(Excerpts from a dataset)
================
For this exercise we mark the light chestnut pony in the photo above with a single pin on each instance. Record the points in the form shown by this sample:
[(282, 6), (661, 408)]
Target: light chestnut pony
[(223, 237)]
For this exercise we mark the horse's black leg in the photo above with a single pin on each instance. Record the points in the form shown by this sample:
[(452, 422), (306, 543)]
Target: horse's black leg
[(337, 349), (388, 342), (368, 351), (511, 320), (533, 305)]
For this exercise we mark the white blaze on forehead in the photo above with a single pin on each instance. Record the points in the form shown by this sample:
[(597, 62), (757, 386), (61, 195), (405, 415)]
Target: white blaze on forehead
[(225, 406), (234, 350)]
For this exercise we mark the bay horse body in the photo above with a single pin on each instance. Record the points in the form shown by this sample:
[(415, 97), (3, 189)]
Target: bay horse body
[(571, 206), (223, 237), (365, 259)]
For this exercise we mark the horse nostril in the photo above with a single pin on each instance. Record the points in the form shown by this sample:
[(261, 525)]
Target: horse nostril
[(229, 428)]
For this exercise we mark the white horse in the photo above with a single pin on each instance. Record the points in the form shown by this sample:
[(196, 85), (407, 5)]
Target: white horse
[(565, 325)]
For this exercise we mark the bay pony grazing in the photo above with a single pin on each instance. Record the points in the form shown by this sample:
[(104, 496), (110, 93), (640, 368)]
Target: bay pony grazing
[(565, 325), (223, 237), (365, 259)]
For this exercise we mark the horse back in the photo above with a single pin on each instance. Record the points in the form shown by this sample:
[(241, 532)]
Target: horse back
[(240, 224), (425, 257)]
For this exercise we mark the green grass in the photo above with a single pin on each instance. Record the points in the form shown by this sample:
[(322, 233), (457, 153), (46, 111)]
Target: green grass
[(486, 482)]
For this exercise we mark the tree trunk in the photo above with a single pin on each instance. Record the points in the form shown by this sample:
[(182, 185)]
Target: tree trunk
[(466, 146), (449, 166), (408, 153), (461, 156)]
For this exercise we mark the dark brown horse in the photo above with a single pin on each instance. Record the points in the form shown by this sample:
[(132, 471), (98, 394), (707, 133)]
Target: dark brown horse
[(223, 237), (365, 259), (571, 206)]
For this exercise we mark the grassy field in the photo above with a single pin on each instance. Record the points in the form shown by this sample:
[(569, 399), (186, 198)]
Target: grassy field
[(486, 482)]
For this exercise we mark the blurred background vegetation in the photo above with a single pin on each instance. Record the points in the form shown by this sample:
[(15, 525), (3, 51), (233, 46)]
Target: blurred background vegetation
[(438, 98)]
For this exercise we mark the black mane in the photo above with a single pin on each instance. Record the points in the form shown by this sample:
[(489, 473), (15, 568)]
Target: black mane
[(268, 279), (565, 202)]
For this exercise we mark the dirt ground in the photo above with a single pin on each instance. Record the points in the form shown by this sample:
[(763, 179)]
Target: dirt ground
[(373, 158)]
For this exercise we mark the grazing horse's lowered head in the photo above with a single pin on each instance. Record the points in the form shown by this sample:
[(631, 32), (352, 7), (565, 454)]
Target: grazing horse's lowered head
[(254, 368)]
================
*WHAT IS REQUIRED*
Transcribe the data above completely and exactly.

*ANSWER BOX*
For this exercise we mark the light chestnut pony in the photo above with a single pin on each instance. Record the points in the form shown by this sample:
[(282, 6), (661, 408)]
Target: light chestnut pony
[(223, 237)]
For this exercise we mark the horse's black leg in the photo above with a single pin on each instance. Record the points in the form shown by this sample:
[(452, 422), (306, 543)]
Target: horse's black leg
[(337, 349), (388, 342), (368, 351), (511, 320), (533, 305)]
For this exercise we mark the white blaze on forehead in the photo above with a single pin on each instance. Record the points in the form shown by this sample:
[(597, 62), (757, 386), (61, 195), (405, 415)]
Target: white blaze on forehead
[(225, 406), (234, 350)]
For this exercise we mark the bay horse body in the photo above with a single pin on each instance. Record the points in the form shown by this sample:
[(415, 97), (3, 189)]
Target: bay horse body
[(571, 206), (223, 237), (365, 259)]
For this exercise we mark the horse nostril in the photo above with a single pin on each instance. Record the points in the form shown by this sample:
[(261, 525)]
Target: horse nostril
[(229, 428)]
For this exercise we mark the white horse in the photo above with a single pin on each instance. Record the points in the form shown by this sample:
[(196, 85), (407, 5)]
Target: white horse
[(565, 325)]
For this exercise we mark the bay pony grazing in the photo above with a single pin on each instance. Record the points in the form shown by this sample:
[(104, 496), (110, 93), (640, 368)]
Target: bay pony grazing
[(565, 325), (223, 237), (365, 259)]
For this exercise we mark the horse back in the photo above with a single pin on each instance. Record the points in the form shown by this sample:
[(241, 532)]
Target: horse back
[(240, 224), (425, 257)]
For this exercise we mark the green grass in the photo above with a single pin on each instance. Record the points in the form shown by this sample:
[(322, 233), (457, 153), (46, 111)]
Target: green grass
[(486, 482)]
For this exercise we mark the tree trunk in the photo above with a single pin on each instance. Record the points in the form shown by this sample:
[(182, 185)]
Target: tree trunk
[(466, 146), (449, 166), (408, 153), (461, 156)]
For this exercise we mark the dark brown horse in the photo above with a single pin on each instance. Record the points in the form shown by this sample:
[(132, 471), (98, 394), (707, 133)]
Target: dark brown horse
[(223, 237), (365, 259), (571, 206)]
For this exercise we mark the grassy field in the photo above with a single pin on each instance. Record the points in the form shown by this sample:
[(569, 399), (186, 198)]
Target: grassy field
[(486, 482)]
For this exercise we mark the blurred background vegetation in the photo above with a single pin on each instance. Record the points in the form shown by this sample:
[(15, 525), (3, 51), (233, 46)]
Target: blurred background vegetation
[(438, 98)]
For this exercise we mark the black mane in the photo above with a single pin on each instance. Record the points in the form shown by this sample:
[(489, 473), (15, 568)]
Target: black mane
[(268, 279), (565, 202)]
For this exercise we mark the dirt ground in the photo above with a single pin on each instance. Record the points in the form shown by this sample:
[(763, 179)]
Target: dirt ground
[(373, 158)]
For this exercise we mark the grazing horse's lowered head in the photo above with a single pin on each instance. Record the points in the form shown by this sample:
[(631, 32), (352, 7), (565, 454)]
Target: grazing horse's lowered head
[(254, 368)]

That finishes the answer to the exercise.